# [Exercise brief]
Find the line below that contains "Target: pole shadow on grass". Transcribe it and every line after it exactly, adding nothing.

(Saved entries)
*** Begin section ***
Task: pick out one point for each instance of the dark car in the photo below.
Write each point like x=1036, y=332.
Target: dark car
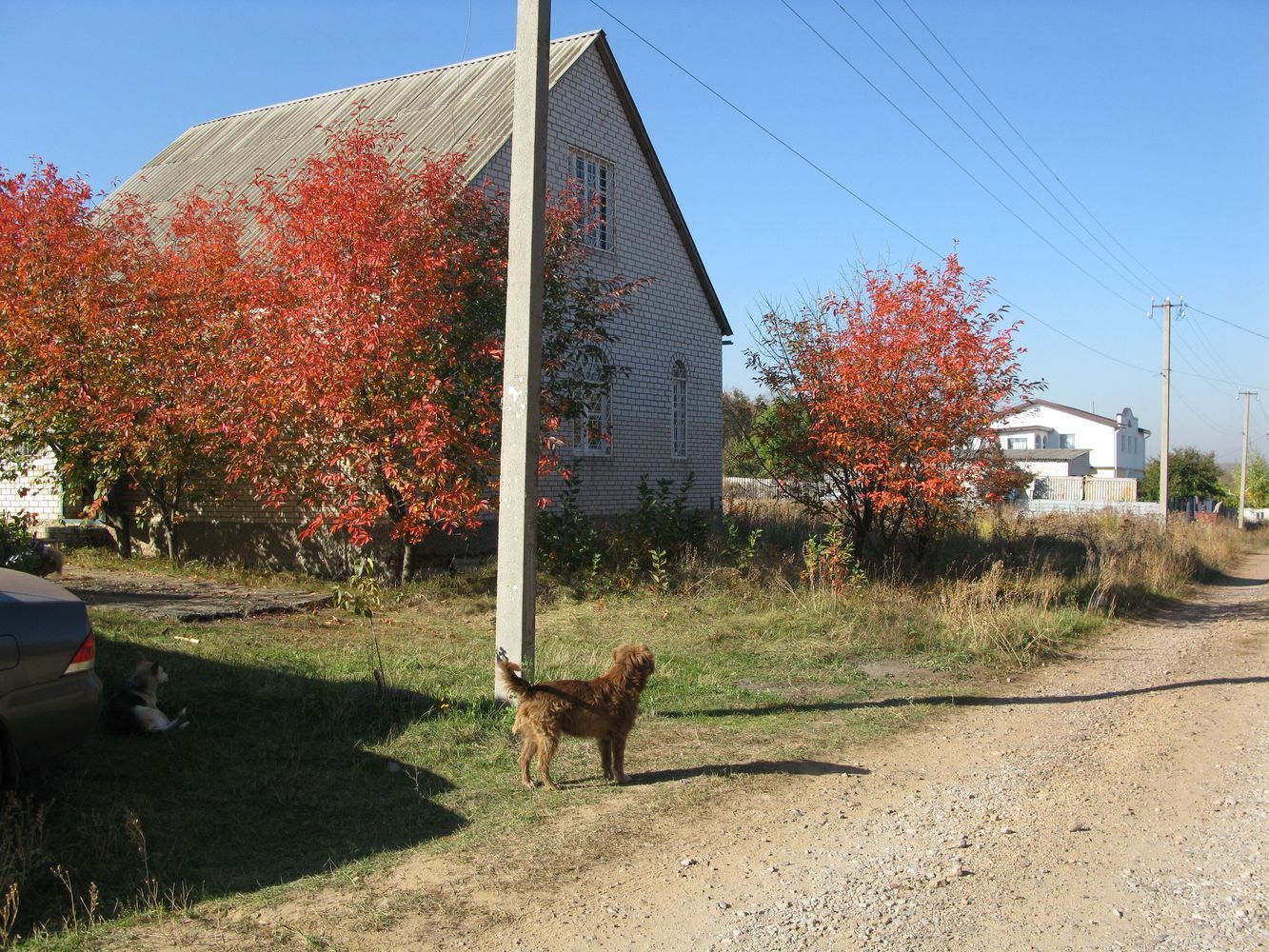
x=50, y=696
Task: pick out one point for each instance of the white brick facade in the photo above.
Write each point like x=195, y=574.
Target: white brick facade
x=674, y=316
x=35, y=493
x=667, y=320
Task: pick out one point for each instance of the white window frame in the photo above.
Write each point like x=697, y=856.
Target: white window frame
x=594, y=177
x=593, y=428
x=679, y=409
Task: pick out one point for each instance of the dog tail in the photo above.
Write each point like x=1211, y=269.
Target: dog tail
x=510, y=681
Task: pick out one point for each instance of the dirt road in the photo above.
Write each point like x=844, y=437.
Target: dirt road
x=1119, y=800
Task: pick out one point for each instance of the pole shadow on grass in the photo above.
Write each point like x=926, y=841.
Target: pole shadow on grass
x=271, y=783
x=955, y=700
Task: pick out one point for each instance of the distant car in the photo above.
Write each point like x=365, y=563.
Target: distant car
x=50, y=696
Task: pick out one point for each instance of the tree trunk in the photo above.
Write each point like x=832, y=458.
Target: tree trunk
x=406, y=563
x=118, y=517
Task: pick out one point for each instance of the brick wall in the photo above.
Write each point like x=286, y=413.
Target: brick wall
*** End section ***
# [Expected output]
Target: pole shadow on grass
x=271, y=783
x=955, y=700
Task: pick out one point for each instance of the distant car in the photo above.
Write each point like x=365, y=563.
Target: distant car
x=50, y=696
Task: pick out one point for each instance of the tree trunk in the photo above.
Write each point like x=832, y=458.
Target: tree trunk
x=406, y=563
x=118, y=517
Task: pick out one point for each instance of the brick wall in the photo above.
Write each point like x=286, y=413.
Target: brick wall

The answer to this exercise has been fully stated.